**What needs to be done:** In the items below, copy out everything from the line containing "above contains man's" down to the line containing "250, 12, 588, 57", both ends included, reproducing each line without any change.

**Records provided:**
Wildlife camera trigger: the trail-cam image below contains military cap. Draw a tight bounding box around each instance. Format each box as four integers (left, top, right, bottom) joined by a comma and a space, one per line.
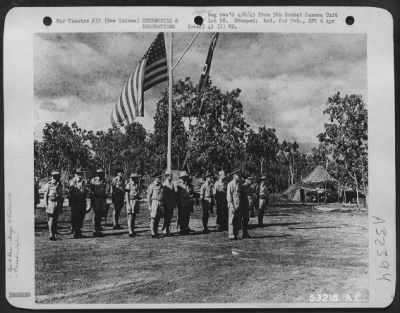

* * *

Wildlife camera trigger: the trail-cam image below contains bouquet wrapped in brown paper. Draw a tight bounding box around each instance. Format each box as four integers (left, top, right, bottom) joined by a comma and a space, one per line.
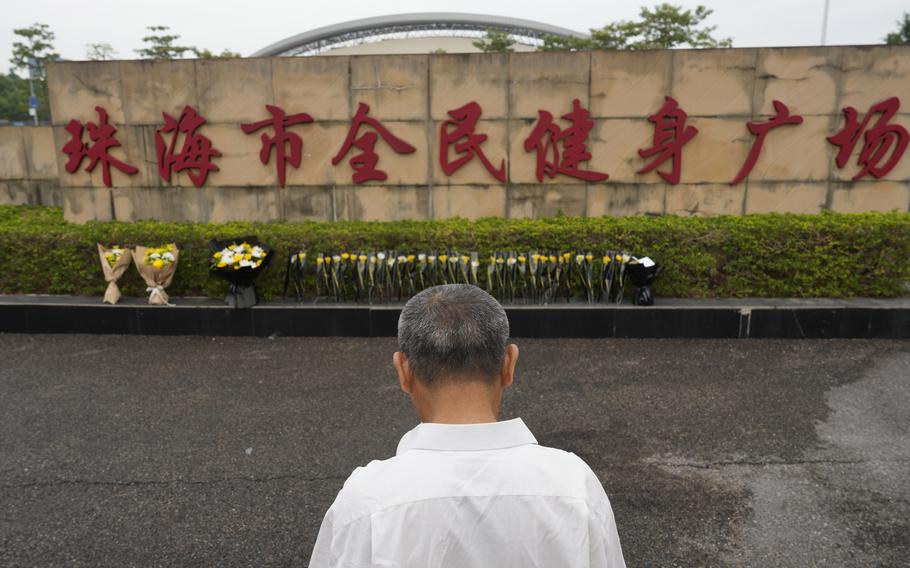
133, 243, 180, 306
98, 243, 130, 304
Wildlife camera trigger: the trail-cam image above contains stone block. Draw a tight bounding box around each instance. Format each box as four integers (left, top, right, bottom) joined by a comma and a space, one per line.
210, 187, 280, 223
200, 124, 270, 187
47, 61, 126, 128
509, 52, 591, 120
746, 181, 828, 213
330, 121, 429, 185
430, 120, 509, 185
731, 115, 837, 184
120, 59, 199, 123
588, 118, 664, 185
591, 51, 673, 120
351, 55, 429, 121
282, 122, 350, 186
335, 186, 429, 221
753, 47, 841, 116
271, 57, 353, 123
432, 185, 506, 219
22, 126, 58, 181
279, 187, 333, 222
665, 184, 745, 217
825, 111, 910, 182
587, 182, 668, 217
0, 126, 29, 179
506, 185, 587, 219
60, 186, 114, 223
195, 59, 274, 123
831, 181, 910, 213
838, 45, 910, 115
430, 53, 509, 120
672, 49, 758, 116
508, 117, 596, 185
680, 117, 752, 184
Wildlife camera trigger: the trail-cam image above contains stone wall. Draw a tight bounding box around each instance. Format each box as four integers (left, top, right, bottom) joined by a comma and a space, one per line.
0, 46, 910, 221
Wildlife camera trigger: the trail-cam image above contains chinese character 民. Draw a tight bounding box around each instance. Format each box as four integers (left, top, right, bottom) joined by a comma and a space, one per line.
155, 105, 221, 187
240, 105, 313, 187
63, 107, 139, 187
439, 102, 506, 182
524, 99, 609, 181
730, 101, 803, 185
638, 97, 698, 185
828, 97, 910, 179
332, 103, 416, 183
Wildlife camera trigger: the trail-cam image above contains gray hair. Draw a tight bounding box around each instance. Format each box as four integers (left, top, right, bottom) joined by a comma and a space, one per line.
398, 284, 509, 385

...

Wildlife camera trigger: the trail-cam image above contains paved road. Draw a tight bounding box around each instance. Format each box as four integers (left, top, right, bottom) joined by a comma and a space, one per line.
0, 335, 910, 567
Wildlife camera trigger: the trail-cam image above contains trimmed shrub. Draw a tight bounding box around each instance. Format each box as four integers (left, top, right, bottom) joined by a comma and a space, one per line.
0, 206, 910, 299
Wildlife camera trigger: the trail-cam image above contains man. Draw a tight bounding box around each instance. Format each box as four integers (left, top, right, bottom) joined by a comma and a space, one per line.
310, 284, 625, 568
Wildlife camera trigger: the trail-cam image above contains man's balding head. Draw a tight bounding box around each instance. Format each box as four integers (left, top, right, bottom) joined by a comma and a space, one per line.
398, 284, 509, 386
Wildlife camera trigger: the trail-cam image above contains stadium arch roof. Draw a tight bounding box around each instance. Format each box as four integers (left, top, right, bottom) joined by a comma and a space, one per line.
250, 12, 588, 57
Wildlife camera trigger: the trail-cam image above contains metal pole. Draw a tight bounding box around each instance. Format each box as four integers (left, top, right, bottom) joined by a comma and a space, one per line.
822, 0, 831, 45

**Answer to the exercise:**
Wildlife camera trigger: the trail-cam image above contains man's balding head. Draw a tight bounding box around each instance. Format each box as four integers (left, top, right, bottom) joined by a comma and a space, one per line.
398, 284, 509, 386
Wildlife camera trigger: the trail-cam image above contains stadium arch roof. Draw a tight bounding box around each instance. Format each box as four integers (left, top, right, bottom) joined by a comma and a space, one per line.
250, 12, 588, 57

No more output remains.